WHAT YOU NEED TO DO:
Would you please repeat the data exactly as given?

RECORDED INFORMATION section start

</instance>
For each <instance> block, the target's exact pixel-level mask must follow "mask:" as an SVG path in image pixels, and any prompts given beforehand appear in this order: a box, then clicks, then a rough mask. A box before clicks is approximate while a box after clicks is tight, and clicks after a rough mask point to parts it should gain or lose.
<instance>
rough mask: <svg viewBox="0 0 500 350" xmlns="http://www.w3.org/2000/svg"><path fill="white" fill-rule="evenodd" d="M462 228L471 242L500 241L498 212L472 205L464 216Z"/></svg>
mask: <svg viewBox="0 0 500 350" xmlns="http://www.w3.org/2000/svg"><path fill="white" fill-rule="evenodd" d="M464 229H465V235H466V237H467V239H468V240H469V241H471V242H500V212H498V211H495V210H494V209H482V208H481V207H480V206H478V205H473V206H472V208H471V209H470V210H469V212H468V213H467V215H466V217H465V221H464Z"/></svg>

RECORDED INFORMATION section end

RESULT OF THIS TASK:
</instance>
For each <instance> block, the target's exact pixel-level mask must follow "mask:" as an SVG path in image pixels, and any prompts given beforehand appear in this order: a box, then clicks, then a rough mask. A box before clicks is approximate while a box after clicks is tight, and clicks after a rough mask point to parts it should gain or lose.
<instance>
rough mask: <svg viewBox="0 0 500 350" xmlns="http://www.w3.org/2000/svg"><path fill="white" fill-rule="evenodd" d="M462 228L471 242L500 241L498 212L472 205L464 216Z"/></svg>
mask: <svg viewBox="0 0 500 350" xmlns="http://www.w3.org/2000/svg"><path fill="white" fill-rule="evenodd" d="M464 229H465V235H466V237H467V239H468V240H469V241H471V242H500V212H498V211H495V210H494V209H482V208H481V207H480V206H478V205H473V206H472V208H471V209H470V210H469V212H468V213H467V215H466V217H465V221H464Z"/></svg>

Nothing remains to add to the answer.